- **Written request**: Rescale only the records between the lines holding "Where can the man's" and "<point>528,343</point>", inclusive, reproducing every line with its requests, and multiply each point coordinate in the answers by 1.7, rounding to whole numbers with halves rounded up. Leave the numbers in the requests and their format samples unchanged.

Start

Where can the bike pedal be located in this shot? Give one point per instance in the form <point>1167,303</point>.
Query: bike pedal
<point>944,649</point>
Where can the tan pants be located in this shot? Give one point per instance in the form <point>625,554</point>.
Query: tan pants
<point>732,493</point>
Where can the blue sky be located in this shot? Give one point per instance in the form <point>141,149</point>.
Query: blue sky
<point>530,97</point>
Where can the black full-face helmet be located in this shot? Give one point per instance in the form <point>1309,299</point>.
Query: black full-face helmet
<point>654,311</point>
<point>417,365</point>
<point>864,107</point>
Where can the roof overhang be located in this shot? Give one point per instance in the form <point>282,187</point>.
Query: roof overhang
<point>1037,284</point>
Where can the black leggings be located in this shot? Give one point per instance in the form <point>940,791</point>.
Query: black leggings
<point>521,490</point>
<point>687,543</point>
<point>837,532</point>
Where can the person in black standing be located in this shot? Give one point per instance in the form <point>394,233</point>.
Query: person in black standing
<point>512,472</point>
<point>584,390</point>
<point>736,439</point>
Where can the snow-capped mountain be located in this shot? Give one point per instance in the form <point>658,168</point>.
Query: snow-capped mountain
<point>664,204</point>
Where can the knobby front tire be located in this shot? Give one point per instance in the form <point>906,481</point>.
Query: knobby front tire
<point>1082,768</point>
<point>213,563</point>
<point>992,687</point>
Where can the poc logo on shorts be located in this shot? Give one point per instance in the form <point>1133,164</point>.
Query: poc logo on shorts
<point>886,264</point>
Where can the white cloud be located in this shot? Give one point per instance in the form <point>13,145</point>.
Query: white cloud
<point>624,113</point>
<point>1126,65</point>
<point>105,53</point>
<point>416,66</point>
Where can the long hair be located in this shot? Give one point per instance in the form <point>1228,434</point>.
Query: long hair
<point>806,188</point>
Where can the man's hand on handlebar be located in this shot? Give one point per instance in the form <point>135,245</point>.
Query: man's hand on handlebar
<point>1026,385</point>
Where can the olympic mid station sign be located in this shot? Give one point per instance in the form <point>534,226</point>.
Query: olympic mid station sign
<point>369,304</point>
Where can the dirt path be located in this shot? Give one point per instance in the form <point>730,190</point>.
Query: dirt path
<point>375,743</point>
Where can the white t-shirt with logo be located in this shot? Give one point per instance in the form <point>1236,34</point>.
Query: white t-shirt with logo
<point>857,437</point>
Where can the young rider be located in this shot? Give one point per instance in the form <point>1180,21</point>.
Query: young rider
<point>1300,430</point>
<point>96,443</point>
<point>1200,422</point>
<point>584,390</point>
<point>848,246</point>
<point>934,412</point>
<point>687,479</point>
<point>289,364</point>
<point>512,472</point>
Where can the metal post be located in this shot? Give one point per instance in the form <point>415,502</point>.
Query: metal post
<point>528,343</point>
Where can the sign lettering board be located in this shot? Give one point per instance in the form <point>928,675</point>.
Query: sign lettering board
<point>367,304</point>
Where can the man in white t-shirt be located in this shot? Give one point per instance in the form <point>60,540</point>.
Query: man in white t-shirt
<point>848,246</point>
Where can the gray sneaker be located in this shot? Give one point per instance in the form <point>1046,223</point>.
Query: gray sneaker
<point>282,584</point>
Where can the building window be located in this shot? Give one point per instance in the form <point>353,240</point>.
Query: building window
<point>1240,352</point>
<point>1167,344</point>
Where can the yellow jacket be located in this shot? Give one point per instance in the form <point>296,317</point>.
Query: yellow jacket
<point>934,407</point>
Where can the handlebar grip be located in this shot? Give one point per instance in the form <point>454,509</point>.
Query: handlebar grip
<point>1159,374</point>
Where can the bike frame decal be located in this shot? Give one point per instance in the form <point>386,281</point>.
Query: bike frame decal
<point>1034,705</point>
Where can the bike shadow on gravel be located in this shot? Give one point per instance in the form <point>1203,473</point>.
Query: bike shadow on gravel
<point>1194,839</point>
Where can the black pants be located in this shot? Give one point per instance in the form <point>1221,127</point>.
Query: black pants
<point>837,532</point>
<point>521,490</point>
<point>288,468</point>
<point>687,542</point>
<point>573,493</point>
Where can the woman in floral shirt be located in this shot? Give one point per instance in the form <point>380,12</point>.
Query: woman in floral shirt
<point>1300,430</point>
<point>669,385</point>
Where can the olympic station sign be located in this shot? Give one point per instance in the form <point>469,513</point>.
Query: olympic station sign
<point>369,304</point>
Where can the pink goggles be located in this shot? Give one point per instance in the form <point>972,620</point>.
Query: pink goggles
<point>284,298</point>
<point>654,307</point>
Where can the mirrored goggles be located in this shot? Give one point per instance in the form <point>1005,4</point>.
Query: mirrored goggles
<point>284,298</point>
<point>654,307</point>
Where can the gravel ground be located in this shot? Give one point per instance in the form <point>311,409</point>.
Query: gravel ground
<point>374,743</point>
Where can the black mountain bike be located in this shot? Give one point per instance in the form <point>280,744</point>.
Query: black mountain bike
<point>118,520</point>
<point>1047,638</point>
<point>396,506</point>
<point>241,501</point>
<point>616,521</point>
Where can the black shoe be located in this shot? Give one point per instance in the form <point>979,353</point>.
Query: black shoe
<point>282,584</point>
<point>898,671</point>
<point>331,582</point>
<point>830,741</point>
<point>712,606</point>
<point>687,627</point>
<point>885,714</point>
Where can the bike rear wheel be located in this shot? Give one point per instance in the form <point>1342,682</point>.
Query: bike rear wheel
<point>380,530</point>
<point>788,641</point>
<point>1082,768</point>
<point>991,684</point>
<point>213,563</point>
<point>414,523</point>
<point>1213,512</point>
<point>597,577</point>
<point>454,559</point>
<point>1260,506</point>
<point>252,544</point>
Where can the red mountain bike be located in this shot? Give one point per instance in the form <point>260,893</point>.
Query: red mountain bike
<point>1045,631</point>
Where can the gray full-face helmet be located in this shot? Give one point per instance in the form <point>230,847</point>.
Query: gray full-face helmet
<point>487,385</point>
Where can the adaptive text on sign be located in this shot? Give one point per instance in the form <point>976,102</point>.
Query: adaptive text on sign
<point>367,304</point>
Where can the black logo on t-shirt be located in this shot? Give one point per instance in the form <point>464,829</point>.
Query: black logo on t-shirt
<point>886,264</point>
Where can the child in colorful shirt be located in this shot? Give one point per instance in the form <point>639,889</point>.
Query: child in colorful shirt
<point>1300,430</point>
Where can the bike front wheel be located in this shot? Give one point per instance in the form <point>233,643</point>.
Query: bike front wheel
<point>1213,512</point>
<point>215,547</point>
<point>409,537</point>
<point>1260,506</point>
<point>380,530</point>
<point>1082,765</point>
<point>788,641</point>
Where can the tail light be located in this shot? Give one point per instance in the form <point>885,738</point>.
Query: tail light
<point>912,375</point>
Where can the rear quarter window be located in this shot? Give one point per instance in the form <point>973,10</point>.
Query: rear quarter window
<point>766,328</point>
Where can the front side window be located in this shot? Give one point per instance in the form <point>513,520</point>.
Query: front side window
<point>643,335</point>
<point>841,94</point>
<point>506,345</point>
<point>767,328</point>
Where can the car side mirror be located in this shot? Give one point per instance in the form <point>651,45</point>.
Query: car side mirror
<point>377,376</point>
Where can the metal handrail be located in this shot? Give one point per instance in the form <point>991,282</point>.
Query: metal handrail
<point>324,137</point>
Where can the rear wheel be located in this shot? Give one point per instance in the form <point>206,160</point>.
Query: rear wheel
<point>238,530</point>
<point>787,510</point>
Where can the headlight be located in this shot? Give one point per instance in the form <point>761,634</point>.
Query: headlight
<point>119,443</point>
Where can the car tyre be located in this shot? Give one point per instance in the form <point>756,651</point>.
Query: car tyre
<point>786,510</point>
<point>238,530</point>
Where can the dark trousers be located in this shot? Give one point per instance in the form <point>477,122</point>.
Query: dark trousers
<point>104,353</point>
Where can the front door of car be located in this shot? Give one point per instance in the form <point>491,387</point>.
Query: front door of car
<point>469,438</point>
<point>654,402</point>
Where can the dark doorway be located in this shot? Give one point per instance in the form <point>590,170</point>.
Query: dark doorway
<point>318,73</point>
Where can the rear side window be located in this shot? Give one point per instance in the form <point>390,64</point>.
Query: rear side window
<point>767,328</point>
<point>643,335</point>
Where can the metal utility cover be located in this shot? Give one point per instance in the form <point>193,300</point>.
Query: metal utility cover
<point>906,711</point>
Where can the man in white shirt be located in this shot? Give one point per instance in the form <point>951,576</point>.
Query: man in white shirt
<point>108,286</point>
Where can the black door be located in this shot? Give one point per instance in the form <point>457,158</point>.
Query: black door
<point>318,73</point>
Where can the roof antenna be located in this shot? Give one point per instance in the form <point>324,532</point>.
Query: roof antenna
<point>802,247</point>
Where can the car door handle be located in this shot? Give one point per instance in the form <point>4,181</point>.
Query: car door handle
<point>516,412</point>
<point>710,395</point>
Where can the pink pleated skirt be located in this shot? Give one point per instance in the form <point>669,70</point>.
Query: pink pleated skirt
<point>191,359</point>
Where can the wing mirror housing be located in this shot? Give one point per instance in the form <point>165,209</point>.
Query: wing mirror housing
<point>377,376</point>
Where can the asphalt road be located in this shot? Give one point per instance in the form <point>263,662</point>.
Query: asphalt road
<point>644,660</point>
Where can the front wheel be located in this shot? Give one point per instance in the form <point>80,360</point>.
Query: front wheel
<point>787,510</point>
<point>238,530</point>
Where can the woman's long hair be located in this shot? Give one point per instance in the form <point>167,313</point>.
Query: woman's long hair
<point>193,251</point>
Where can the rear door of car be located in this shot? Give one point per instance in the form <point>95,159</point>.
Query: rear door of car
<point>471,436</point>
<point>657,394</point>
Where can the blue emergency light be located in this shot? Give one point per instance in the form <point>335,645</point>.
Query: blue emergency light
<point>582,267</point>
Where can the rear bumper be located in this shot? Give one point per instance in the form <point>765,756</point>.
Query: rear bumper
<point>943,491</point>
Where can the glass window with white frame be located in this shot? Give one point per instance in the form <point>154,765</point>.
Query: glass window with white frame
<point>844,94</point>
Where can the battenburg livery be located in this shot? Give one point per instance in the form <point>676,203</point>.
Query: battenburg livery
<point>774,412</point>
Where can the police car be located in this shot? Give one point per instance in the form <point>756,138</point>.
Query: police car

End

- **Output**:
Where can the man's hand on handlebar be located in this shot? Give one point per instance in the form <point>135,245</point>.
Query: man's hand on handlebar
<point>1744,655</point>
Where can the olympic mid station sign be located in this shot? Give one point per instance in the form <point>534,226</point>.
Query: olympic mid station sign
<point>627,517</point>
Where can the dirt path be located in this shot? Give one point per instance in the form <point>730,190</point>.
Query: dirt path
<point>638,1263</point>
Where can the white t-shirt with logo be located in this shot? Give one point per instance in the form <point>1236,34</point>.
Query: white t-shirt with logo
<point>1457,743</point>
Where can the young rider be located in this shot? Give one point per instance in the form <point>1180,21</point>.
Query: young rider
<point>2210,731</point>
<point>163,753</point>
<point>2040,717</point>
<point>993,663</point>
<point>1442,418</point>
<point>1588,700</point>
<point>1168,814</point>
<point>491,619</point>
<point>870,802</point>
Where can the metal post be located in this shot? Give one point per instance in the form <point>415,502</point>.
Query: metal post
<point>898,583</point>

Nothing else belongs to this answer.